**Challenge**
Which lines below contain the string "shirt"? Report each such line in full, and treat case as significant.
____
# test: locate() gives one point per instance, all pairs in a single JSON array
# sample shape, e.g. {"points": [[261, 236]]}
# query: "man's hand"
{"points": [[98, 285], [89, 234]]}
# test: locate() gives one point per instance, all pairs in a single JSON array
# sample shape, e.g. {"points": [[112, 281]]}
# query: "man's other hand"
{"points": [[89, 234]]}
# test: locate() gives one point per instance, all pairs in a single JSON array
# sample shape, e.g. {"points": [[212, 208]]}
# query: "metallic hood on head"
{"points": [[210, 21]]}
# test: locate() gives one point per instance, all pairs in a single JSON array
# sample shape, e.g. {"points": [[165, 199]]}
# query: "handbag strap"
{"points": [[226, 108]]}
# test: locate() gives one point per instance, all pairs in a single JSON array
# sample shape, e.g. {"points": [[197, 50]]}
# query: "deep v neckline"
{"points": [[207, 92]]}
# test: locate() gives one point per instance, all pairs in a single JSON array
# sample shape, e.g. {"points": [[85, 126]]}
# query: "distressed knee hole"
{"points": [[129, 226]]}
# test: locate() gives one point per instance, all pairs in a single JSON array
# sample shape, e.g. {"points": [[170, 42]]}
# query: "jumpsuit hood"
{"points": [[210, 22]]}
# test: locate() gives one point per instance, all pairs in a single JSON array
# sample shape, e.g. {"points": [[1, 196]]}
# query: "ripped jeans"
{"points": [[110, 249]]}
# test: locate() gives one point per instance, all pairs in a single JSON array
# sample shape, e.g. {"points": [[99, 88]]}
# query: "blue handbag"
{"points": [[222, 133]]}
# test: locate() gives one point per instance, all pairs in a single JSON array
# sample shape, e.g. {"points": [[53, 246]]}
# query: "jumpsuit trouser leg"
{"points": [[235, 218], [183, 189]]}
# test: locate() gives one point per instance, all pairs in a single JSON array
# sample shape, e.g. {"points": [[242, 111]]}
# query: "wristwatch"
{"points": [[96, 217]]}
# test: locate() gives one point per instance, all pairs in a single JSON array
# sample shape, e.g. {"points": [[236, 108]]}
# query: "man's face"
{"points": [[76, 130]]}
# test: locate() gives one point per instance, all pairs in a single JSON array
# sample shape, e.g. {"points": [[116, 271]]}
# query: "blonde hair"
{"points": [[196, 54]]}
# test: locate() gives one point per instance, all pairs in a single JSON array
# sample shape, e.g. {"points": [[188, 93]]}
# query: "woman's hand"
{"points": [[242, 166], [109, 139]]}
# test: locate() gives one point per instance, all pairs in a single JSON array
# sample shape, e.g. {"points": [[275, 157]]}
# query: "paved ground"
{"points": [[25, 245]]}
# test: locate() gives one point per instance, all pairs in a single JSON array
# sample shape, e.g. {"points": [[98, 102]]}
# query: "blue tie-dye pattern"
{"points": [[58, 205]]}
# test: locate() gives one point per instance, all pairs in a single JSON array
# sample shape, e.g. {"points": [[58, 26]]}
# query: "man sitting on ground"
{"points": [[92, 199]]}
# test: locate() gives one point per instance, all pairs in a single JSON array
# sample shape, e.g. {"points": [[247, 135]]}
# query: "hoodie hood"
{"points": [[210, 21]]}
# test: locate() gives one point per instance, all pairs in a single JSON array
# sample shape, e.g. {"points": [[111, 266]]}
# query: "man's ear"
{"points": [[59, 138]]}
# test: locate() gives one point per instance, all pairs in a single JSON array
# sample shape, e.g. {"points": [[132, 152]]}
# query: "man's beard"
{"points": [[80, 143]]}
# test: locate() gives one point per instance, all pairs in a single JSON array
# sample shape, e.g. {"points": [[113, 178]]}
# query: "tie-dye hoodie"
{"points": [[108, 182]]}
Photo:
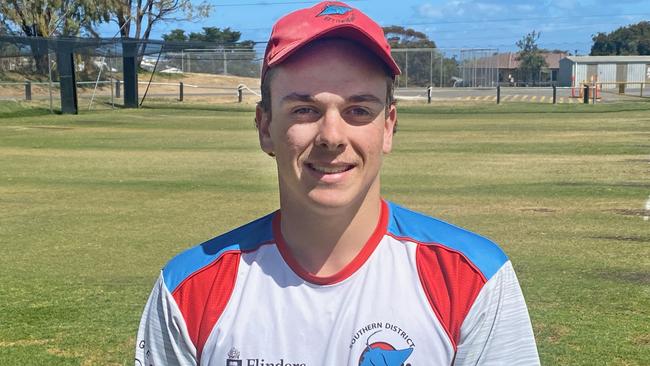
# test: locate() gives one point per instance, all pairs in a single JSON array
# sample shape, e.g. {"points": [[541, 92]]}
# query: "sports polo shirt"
{"points": [[420, 292]]}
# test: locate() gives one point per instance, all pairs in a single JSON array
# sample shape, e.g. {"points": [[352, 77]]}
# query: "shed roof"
{"points": [[608, 59], [508, 60]]}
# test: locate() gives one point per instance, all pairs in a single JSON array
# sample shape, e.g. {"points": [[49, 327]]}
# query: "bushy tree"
{"points": [[531, 60], [630, 40]]}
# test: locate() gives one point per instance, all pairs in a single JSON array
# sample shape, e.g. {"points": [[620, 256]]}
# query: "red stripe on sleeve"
{"points": [[451, 284], [202, 298]]}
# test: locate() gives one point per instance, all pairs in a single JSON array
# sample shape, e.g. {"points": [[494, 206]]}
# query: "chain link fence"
{"points": [[205, 72]]}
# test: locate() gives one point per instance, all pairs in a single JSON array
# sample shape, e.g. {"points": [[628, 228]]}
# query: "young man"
{"points": [[337, 276]]}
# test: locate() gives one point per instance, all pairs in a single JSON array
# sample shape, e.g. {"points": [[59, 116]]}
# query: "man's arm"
{"points": [[497, 329], [162, 337]]}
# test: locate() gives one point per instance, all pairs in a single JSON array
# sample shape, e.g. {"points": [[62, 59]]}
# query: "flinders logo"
{"points": [[235, 360]]}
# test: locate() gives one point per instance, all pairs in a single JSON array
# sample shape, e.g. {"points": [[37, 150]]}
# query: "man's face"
{"points": [[328, 126]]}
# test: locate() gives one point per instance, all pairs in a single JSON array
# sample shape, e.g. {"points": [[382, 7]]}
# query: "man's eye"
{"points": [[304, 110], [359, 112]]}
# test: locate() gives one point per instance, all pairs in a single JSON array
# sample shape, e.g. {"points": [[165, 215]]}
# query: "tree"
{"points": [[176, 35], [137, 19], [531, 60], [400, 37], [630, 40], [424, 67]]}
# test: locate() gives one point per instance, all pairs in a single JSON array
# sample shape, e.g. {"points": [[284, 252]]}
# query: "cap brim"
{"points": [[347, 31]]}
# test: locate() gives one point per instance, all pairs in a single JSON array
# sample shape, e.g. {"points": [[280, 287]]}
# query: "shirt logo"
{"points": [[334, 10], [379, 349], [383, 354]]}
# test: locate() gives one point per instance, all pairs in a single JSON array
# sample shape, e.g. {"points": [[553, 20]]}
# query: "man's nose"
{"points": [[331, 131]]}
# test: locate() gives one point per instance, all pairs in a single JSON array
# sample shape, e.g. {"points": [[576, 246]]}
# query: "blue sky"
{"points": [[566, 24]]}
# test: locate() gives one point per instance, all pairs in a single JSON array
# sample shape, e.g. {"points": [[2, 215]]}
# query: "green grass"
{"points": [[91, 207]]}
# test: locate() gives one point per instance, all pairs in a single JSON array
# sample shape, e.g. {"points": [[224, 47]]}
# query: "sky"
{"points": [[495, 24]]}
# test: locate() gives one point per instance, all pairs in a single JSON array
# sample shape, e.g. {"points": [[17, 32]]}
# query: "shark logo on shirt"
{"points": [[383, 354]]}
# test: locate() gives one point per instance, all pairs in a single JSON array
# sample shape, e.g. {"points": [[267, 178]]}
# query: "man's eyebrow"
{"points": [[296, 97]]}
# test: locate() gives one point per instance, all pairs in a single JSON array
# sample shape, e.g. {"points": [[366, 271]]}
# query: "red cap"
{"points": [[331, 19]]}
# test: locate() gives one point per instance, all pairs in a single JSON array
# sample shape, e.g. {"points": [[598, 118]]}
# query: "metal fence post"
{"points": [[28, 90], [554, 94], [498, 94]]}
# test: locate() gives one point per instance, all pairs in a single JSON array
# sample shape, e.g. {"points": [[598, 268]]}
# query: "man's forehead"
{"points": [[308, 98], [324, 51]]}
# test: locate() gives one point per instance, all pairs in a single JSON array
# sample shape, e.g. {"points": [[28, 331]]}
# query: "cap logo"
{"points": [[334, 10]]}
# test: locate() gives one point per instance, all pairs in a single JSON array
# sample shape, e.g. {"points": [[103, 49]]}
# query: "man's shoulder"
{"points": [[405, 224], [244, 238]]}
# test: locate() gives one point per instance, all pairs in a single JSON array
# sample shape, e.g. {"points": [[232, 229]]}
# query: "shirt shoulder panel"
{"points": [[245, 238], [484, 254]]}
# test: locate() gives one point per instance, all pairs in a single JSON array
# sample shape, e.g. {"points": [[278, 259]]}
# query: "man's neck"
{"points": [[323, 242]]}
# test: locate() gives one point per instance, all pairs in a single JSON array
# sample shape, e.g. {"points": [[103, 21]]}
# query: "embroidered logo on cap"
{"points": [[334, 10]]}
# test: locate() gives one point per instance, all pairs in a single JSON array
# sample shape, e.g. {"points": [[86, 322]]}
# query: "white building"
{"points": [[611, 71]]}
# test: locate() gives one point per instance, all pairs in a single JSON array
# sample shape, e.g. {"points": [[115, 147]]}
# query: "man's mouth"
{"points": [[330, 168]]}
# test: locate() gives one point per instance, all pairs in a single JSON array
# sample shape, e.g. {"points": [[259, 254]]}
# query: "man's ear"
{"points": [[389, 128], [263, 124]]}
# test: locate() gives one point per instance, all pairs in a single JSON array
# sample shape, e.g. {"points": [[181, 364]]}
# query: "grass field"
{"points": [[92, 206]]}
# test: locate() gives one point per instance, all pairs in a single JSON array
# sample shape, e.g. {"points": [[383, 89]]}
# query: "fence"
{"points": [[448, 67], [205, 72]]}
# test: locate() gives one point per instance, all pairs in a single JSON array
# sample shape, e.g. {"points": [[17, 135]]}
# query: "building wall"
{"points": [[566, 71], [607, 74], [636, 73]]}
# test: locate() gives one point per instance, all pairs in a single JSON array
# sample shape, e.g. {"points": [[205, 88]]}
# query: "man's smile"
{"points": [[329, 168]]}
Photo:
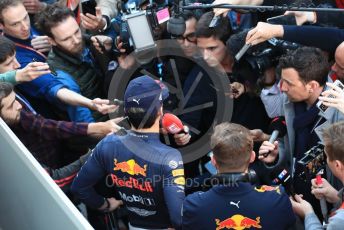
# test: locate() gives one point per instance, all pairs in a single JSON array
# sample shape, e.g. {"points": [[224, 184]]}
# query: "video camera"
{"points": [[314, 161], [141, 18], [262, 59]]}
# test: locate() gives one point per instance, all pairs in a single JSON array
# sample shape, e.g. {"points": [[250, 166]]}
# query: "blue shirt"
{"points": [[147, 174], [46, 86], [239, 206]]}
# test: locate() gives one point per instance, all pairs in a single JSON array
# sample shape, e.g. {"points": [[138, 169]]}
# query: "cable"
{"points": [[292, 7]]}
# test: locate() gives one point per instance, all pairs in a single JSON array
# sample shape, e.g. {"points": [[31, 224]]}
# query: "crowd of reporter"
{"points": [[58, 61]]}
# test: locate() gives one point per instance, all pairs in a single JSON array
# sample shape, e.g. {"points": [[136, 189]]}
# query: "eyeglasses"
{"points": [[190, 37]]}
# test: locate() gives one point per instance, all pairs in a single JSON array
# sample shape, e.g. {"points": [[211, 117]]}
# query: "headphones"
{"points": [[231, 178]]}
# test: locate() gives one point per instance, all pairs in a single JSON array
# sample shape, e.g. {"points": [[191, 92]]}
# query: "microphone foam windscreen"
{"points": [[172, 123], [278, 123]]}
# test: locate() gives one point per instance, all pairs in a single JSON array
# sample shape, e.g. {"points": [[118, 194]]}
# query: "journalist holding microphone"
{"points": [[334, 150]]}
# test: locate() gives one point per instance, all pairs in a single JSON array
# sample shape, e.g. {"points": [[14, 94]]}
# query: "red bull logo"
{"points": [[141, 185], [238, 222], [130, 167], [266, 188]]}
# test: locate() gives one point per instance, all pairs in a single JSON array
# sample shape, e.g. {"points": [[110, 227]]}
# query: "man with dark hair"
{"points": [[70, 53], [303, 76], [147, 174], [212, 41], [15, 23], [333, 141], [43, 137], [235, 202]]}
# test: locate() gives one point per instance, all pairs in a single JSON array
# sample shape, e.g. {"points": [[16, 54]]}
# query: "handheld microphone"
{"points": [[172, 123], [323, 204], [176, 25], [278, 129]]}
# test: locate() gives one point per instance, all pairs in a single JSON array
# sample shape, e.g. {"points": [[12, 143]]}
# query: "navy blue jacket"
{"points": [[241, 206], [46, 87], [147, 174]]}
____
**Exercise response**
# query: "sports polo shirt"
# query: "shirt logo"
# query: "shark logo on shirt"
# query: "shirt shoulder panel"
# query: "blue shirt"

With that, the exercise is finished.